──────── Text extract ────────
Question re: bank safety deposit boxes : LUSENET : TimeBomb 2000 (Y2000) : One Thread

I have some substantial assets stored in my bank safe deposit box. I'm debating whether to leave them in the box or bring them home for the CDC. Does anyone here know how the safe doors operate at banks? Are they computerized? I know they have some type of timer system. Will they be able to open the safe if the power is out? Will my assets be trapped forever by a computer glitch or power outage? I do not need these assets for immediate survival, but would want access to them eventually. If I bring them home, I avoid the danger posed by computer problems or power outage, but then there is the risk of theft or fire.

-- Tomas (a@b.c), December 24, 1999


It doesn't have to be "all or nothing." You might want to consider bringing home some of your assets, and leaving some in the bank. And whatever you bring home probably shouldn't put all in one place, either...

-- Ed Yourdon (, December 24, 1999.

Bring them home. If the bank never opens again, you will have your stuff.

-- Mara (, December 24, 1999.

My understanding that a bank failure = all cash/assets on the property are tied up in the legal wrangle, if it does fail. Can anyone corroborate this ? I realize this wasn't the question but thought it prudent to mention.

I would leave it in and chance it rather than chance being robbed at home. Take enough out for an emergency, otherwise hire bodyguards.

-- Rob (, December 24, 1999.

1) Really NICE fire proof and huge safes do NOT cost a lot. We have had a safe in our home for many years. Anybody steals THAT beast out of the basement, they can keep the beans we stored in it.

2) The bank is under no obligation to make your stuff available to you even if things are normal. That bank can fail tommorow and be sold thru the Fed to another bank, all without you having word one or any notice. You have no proof of what is in that box (at least none they care about) and it's not insured anyway.

For a grand or two you can have a 3'x3'x5' gun safe thats yours for life. It bolts to the floor, the contents can easily be covered under homeowners insurance, they can be made reasonable fire proof, and best of all.... IT'S YOURS FOREVER.

Hint.... It takes six BIG guys to move mine when I have to. Somebody wants to steal it and it's contents? Bring a truck, a torch, six guys, a special hand truck, and a few hours time. And then they gotta deal with the 'presents' I lined the door with.

-- art (, December 24, 1999.

I can only say what happened the last time a real national bank holiday was in the Spring of 1933.

If the bank closed it's doors, those who had Safe Deposit Boxes got NOTHINGGGG!!
──────── Dataset content ────────
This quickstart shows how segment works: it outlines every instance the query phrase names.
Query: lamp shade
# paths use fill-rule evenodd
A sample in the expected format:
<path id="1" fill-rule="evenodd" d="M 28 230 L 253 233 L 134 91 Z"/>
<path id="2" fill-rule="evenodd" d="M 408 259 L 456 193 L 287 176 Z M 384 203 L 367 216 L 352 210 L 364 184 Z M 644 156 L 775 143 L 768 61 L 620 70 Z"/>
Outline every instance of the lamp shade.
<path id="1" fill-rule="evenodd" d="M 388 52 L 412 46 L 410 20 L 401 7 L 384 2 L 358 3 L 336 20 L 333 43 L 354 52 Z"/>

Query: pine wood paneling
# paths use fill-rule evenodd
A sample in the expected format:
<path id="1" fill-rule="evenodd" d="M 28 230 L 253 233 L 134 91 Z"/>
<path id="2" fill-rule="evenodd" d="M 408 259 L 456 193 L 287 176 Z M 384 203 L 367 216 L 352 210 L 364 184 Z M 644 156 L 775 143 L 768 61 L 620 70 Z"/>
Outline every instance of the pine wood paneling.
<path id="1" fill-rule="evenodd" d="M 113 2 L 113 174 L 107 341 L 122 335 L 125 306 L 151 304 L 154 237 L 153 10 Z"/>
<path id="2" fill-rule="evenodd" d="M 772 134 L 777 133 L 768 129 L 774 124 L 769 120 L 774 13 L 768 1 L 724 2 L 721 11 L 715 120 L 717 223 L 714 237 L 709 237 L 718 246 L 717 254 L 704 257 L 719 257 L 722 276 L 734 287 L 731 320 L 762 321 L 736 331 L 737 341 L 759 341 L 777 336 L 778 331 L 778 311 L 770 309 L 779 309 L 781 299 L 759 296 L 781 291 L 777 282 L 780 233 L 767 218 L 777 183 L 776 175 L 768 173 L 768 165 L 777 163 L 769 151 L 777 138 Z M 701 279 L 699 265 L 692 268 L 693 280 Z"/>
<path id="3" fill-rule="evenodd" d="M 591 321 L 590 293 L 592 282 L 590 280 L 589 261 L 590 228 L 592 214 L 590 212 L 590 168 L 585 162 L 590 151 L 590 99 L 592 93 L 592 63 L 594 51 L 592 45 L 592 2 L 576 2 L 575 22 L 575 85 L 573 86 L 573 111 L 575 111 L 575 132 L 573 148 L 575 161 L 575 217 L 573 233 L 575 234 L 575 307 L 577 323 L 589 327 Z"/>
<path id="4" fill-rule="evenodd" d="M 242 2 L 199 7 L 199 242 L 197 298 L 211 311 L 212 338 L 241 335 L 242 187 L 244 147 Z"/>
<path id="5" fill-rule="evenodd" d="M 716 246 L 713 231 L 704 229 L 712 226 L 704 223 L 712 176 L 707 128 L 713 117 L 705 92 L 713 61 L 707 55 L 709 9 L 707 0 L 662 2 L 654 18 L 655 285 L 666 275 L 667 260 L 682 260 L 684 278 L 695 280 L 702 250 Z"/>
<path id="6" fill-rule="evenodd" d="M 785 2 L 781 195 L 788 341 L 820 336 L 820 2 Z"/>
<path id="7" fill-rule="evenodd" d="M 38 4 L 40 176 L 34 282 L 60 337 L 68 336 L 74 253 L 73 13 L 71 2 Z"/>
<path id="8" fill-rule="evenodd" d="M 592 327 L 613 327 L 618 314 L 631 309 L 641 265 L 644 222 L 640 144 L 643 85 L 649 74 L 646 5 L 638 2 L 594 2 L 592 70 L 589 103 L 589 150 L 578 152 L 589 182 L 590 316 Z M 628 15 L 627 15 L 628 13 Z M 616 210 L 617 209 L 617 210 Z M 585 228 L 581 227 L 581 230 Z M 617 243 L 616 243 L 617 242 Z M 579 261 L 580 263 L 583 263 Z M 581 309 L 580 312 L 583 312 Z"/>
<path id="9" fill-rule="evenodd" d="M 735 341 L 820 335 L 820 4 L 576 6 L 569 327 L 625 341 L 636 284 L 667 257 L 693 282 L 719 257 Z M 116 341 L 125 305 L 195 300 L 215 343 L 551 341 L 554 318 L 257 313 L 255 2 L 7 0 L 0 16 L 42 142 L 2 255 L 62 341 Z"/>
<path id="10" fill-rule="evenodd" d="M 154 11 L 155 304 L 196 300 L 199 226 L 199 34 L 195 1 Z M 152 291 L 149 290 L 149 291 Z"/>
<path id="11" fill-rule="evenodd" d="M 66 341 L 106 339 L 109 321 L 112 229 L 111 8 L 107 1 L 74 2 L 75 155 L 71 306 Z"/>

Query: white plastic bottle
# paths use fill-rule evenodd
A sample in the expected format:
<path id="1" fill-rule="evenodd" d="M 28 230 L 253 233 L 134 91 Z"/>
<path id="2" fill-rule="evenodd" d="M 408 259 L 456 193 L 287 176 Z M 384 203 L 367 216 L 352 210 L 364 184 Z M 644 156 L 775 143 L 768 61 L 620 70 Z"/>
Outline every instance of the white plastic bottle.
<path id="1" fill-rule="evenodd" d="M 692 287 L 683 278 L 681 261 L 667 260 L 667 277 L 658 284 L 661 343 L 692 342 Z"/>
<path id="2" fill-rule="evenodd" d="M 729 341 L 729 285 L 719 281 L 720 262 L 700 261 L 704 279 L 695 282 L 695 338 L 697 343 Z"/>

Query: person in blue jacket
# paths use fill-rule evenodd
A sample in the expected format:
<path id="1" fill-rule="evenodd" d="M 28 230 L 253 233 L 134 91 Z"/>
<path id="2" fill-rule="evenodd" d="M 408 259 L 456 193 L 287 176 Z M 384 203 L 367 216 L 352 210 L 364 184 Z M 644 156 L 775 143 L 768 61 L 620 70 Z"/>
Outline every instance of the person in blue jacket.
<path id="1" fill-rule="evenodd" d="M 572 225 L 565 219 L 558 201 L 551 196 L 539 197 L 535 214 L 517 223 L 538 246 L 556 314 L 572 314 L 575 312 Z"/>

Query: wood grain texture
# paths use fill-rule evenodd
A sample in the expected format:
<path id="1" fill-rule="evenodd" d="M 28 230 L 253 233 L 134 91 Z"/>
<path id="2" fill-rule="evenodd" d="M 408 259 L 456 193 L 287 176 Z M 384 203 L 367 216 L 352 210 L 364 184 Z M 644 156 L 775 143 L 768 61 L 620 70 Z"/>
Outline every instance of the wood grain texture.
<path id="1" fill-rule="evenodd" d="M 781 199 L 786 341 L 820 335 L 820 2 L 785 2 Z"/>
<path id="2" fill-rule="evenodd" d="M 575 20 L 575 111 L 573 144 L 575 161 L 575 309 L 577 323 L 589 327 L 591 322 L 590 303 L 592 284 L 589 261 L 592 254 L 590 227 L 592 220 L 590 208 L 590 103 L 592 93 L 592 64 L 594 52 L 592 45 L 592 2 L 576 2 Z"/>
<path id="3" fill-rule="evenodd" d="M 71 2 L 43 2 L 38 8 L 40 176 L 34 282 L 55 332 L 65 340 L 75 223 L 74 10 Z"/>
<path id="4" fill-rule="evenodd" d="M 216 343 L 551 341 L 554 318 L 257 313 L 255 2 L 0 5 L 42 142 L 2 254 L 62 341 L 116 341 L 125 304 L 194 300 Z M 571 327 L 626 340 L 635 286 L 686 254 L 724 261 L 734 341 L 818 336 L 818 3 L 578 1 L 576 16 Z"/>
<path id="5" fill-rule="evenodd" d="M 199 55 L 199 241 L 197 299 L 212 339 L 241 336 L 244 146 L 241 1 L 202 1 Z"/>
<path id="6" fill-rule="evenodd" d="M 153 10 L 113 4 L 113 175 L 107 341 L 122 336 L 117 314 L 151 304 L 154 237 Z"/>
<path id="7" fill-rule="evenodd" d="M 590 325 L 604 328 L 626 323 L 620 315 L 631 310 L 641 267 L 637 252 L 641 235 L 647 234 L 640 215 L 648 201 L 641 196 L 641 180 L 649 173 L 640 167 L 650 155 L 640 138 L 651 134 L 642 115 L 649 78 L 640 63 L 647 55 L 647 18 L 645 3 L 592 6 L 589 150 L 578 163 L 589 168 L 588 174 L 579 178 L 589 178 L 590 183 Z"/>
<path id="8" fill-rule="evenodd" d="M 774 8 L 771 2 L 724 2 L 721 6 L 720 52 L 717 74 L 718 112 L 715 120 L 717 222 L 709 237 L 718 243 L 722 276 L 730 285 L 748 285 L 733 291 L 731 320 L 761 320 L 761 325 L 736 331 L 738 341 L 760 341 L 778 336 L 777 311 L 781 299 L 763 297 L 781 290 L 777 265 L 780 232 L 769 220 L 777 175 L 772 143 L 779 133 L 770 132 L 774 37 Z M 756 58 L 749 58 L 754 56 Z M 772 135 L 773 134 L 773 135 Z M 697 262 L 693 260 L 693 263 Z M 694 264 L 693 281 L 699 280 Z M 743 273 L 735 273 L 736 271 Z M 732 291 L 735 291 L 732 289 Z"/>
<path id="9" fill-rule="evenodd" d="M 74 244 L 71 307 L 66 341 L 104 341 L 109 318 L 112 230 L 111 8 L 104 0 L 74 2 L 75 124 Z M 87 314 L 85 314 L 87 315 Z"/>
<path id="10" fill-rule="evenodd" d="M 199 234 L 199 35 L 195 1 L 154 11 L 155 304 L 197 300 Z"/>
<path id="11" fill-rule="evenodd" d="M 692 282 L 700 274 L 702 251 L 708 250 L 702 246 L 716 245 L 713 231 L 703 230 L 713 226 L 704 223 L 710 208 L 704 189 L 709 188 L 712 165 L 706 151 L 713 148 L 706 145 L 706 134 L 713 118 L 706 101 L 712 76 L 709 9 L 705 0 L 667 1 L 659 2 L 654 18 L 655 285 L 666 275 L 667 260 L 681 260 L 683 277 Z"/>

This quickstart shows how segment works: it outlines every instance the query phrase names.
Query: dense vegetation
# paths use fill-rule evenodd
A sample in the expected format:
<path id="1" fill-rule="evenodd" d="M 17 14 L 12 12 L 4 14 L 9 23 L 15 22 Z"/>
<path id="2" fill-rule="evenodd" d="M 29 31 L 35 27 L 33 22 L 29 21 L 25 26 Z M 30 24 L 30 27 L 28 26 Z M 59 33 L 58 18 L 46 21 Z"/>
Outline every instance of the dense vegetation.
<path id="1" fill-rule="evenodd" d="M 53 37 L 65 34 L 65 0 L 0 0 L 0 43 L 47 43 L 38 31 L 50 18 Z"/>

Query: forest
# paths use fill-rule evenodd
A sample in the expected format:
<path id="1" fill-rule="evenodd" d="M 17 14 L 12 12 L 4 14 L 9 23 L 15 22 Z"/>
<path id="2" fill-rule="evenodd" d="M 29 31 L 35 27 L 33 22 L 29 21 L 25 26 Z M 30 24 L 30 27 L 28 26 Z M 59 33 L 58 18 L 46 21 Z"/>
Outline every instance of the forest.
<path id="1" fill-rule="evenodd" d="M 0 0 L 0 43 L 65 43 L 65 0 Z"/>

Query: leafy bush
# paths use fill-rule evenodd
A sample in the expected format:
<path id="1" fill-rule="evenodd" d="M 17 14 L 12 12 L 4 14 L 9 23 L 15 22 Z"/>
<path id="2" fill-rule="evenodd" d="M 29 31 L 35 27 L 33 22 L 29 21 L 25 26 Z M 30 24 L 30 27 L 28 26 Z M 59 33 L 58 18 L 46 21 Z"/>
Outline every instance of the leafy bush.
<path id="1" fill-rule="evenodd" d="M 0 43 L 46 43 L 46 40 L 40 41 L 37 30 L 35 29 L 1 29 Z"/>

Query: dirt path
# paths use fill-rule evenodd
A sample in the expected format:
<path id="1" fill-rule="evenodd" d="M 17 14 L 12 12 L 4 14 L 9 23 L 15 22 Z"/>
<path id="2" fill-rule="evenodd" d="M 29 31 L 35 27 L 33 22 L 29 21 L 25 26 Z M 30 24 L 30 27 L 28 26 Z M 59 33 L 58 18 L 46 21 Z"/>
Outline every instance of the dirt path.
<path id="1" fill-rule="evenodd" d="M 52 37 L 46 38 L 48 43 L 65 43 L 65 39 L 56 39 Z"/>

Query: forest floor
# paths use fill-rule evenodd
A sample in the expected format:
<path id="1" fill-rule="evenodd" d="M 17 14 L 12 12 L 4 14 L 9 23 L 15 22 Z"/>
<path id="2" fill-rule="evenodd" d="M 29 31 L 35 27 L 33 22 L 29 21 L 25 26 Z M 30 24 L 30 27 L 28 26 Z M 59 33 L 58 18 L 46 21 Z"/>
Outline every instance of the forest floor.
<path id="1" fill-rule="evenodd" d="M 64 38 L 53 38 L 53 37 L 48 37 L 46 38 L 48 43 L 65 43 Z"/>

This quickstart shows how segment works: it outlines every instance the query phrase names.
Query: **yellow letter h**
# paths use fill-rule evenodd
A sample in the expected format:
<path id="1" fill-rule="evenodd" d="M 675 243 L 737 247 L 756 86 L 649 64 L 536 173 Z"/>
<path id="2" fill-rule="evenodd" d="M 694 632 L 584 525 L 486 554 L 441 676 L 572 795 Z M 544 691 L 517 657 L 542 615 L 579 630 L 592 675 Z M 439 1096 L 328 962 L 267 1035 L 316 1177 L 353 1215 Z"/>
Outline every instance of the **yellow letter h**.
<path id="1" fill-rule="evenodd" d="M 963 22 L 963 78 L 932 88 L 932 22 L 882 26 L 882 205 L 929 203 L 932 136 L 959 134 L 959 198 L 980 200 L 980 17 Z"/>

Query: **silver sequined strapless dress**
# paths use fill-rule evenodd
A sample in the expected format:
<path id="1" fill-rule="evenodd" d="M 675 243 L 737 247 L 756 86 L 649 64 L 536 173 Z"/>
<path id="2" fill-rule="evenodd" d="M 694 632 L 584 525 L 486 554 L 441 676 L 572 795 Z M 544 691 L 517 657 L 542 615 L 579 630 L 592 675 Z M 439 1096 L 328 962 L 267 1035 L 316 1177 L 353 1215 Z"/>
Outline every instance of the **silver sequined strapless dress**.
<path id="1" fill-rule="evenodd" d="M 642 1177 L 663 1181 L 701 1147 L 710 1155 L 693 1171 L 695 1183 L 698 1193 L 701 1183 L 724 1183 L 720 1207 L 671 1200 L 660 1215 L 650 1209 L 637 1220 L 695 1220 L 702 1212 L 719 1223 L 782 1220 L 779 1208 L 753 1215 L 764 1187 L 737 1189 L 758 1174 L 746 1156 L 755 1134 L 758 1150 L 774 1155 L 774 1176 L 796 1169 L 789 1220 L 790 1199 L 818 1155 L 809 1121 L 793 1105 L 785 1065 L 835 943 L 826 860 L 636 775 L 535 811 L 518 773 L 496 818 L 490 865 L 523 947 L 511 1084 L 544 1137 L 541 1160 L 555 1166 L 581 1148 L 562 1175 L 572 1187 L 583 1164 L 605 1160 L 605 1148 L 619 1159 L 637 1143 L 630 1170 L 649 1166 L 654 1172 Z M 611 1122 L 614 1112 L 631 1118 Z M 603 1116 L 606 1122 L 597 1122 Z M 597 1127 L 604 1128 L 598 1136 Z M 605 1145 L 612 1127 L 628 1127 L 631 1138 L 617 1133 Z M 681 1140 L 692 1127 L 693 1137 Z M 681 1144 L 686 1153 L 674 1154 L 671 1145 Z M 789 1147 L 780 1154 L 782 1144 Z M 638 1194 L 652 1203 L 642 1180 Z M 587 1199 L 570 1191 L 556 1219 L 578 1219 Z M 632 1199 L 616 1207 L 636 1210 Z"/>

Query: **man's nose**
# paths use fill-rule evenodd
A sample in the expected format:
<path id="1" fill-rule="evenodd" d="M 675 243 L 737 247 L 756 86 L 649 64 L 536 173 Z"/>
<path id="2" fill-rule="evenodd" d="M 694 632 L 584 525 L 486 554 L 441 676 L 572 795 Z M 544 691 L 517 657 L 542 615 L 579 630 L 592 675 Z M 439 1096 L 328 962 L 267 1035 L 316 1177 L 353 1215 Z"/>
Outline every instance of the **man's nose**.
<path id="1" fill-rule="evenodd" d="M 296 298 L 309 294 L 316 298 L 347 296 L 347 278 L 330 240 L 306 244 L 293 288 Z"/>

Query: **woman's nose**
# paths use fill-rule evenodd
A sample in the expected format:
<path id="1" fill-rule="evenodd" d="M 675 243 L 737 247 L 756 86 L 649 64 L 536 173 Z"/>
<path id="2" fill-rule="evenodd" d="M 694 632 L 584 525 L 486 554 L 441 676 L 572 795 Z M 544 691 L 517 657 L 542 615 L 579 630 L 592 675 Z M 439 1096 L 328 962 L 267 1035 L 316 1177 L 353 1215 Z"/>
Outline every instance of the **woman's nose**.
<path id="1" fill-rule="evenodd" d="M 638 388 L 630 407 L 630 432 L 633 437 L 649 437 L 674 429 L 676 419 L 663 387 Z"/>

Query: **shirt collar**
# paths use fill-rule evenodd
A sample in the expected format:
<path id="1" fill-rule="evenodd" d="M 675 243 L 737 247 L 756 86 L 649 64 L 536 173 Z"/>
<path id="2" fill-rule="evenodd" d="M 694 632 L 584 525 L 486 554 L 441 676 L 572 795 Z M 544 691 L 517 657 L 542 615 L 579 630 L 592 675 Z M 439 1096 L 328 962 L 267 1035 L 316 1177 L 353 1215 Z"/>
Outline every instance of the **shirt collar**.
────────
→ Task directions
Reproduce the forum thread about safe deposit boxes from "My understanding that" up to and including "otherwise hire bodyguards.". Please rely only on the forum thread about safe deposit boxes, not the entries.

→ Reply to the task
My understanding that a bank failure = all cash/assets on the property are tied up in the legal wrangle, if it does fail. Can anyone corroborate this ? I realize this wasn't the question but thought it prudent to mention.

I would leave it in and chance it rather than chance being robbed at home. Take enough out for an emergency, otherwise hire bodyguards.